>> BEGIN Data to process

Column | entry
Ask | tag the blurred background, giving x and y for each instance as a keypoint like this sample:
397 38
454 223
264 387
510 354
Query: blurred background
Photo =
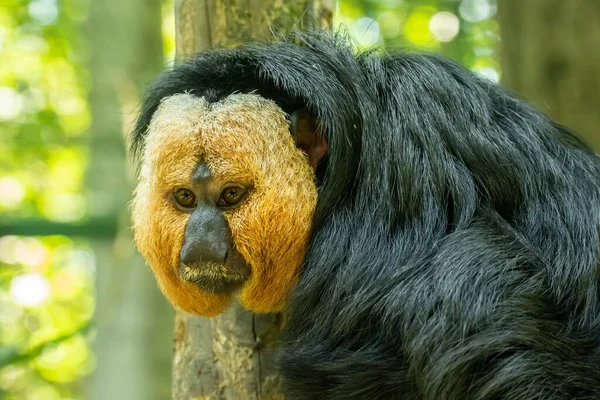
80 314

>> END Data to process
>> BEGIN Data to process

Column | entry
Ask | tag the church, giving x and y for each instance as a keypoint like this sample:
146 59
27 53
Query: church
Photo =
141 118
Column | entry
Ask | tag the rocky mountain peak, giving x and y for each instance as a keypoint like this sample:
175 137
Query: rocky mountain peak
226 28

>> END Data to process

Set problem — Find every line in the items above that contains the word "giving", and copy each of those lines. Case counts.

Solution for this exercise —
Ask | tag the blurred background, giving x and y for each instance as a keypoint like this sample:
Ask | tag the church, giving x and y for each instance as a keypoint like this sample:
Ask | tag the rocky mountain peak, giving x and y for each instance as a keypoint like this sample:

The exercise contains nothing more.